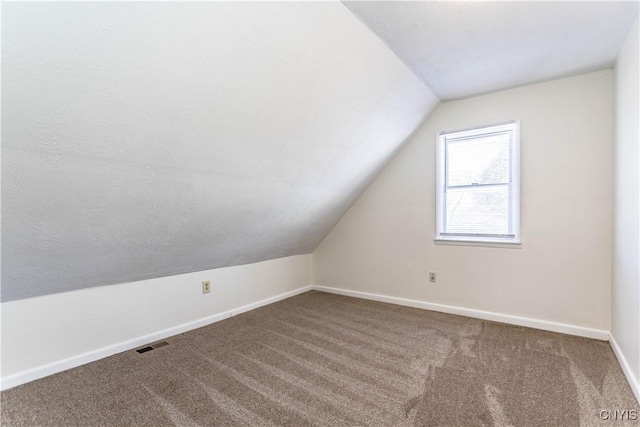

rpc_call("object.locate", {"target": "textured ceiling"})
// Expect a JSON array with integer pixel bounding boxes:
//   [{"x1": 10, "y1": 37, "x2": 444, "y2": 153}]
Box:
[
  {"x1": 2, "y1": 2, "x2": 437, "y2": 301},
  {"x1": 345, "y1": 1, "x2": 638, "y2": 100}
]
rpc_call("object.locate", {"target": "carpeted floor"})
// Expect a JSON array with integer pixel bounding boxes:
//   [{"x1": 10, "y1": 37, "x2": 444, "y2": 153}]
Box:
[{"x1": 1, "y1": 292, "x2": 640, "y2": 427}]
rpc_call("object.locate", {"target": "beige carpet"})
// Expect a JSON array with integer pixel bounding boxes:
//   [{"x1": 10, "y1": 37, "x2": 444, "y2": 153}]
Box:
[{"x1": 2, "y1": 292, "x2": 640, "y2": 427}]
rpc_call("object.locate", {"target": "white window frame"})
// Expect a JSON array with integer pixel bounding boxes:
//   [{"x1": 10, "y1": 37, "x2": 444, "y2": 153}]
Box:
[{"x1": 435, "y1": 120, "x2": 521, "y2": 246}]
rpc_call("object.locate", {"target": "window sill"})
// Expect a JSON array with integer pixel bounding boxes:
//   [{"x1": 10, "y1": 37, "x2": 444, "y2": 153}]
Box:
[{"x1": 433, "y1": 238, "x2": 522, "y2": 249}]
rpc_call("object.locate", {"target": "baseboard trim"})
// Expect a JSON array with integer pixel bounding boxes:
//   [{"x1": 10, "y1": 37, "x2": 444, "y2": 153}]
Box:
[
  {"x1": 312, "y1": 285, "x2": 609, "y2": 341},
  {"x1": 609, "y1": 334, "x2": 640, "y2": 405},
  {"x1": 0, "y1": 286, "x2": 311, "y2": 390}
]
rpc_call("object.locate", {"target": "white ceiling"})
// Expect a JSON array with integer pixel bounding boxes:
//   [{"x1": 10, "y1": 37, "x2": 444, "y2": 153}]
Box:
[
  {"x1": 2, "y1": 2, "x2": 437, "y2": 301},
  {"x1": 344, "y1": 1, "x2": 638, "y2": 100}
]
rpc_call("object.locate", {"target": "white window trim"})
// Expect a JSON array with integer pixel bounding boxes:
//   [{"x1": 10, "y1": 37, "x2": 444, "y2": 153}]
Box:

--

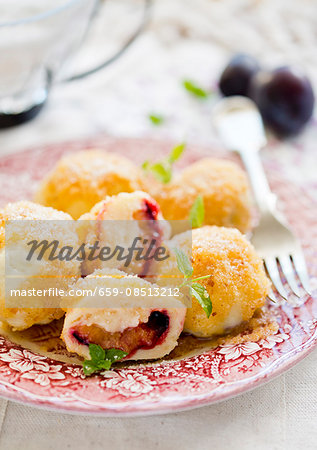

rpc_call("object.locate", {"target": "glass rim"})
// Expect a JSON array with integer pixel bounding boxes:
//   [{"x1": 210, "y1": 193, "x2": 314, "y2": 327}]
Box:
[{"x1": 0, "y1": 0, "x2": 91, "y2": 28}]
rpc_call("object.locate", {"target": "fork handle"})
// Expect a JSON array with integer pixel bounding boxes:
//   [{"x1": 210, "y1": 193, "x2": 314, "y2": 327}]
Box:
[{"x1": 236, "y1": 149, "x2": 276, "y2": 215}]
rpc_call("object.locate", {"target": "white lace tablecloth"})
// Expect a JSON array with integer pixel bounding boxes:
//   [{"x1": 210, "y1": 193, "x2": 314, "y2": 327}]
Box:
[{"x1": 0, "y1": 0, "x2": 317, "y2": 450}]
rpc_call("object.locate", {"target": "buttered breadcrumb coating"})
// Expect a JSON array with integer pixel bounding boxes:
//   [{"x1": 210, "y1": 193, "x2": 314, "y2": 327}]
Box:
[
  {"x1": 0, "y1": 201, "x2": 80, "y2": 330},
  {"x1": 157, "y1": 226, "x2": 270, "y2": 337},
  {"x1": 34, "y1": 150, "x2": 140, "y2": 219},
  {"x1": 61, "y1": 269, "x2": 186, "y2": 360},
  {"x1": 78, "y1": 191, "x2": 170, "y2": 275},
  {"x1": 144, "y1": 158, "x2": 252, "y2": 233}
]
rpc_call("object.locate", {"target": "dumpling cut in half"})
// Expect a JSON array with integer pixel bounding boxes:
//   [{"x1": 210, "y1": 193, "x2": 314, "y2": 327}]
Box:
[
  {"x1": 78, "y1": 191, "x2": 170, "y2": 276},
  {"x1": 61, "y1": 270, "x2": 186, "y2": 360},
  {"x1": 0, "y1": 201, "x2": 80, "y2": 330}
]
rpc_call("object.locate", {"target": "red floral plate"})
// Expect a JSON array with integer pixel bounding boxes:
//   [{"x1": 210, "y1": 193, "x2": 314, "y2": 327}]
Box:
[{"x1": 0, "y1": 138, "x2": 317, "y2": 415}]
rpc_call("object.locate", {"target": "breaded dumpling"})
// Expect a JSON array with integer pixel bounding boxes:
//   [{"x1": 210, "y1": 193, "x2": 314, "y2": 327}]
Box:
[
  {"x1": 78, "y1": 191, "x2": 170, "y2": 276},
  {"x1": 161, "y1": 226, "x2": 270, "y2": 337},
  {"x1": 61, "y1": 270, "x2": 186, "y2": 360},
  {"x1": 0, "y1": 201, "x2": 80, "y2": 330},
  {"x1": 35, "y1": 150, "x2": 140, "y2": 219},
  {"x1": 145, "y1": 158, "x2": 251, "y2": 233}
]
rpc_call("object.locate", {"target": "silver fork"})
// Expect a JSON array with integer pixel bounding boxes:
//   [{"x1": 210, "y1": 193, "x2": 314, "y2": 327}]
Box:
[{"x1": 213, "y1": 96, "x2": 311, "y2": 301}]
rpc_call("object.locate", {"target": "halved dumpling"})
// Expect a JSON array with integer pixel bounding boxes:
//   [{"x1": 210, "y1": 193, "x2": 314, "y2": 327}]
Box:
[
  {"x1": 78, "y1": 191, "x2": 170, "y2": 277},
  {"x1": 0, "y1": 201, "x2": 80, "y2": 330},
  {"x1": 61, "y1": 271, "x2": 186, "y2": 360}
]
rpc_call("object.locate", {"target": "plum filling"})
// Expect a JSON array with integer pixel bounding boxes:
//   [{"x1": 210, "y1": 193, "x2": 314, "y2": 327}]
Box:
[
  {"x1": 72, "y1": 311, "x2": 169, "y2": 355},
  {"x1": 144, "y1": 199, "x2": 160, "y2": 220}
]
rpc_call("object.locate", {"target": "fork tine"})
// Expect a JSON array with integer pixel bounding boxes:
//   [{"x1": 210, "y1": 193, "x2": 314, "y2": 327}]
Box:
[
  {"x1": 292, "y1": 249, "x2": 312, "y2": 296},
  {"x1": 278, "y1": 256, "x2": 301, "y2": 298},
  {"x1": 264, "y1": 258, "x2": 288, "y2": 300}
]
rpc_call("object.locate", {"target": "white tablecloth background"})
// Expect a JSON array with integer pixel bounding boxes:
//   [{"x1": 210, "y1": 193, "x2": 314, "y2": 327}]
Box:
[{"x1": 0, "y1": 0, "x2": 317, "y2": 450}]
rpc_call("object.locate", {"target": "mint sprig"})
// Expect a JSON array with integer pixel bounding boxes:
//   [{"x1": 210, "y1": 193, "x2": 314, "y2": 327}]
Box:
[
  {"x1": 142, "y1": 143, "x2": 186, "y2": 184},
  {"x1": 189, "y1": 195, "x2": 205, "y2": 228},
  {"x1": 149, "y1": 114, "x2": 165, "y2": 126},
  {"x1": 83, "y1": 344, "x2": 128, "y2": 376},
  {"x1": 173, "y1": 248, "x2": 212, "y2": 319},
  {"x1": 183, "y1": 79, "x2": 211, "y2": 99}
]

> _Short exercise_
Please pick out every line in the records above that contains the string "trim" and copy each of those lines in full.

> _Answer_
rpc_call("object.locate", {"target": "baseboard trim"})
rpc_call("object.locate", {"target": "white window trim"})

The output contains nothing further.